[Coordinate labeling data]
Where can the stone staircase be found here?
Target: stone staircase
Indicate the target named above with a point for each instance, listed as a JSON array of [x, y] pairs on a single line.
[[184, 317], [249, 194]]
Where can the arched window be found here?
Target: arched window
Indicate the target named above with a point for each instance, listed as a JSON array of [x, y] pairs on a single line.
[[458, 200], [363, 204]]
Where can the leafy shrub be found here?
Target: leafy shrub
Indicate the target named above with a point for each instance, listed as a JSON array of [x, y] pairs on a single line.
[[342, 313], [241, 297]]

▶ _Work instructions_
Rewrite all of the lines, renaming every "stone staircase" as "stone stairway" and keeping everything else the same.

▶ _Exercise output_
Where can the stone stairway be found here?
Target: stone stairway
Indicate the target named above with a point for each instance, listed as a JSON array of [x, y] pairs on a single line.
[[184, 317], [249, 194]]
Where can the arched window be found here?
Target: arched window
Indicate the target named above with a point for each instance, listed as a JSON array of [x, y] pairs on a single line.
[[458, 200], [363, 204]]
Where can the leafy shrub be found here?
Target: leafy shrub
Indicate the target named above with a point for each instance, listed as a JSON array of [x, y] pairs on a single line.
[[342, 313], [241, 297]]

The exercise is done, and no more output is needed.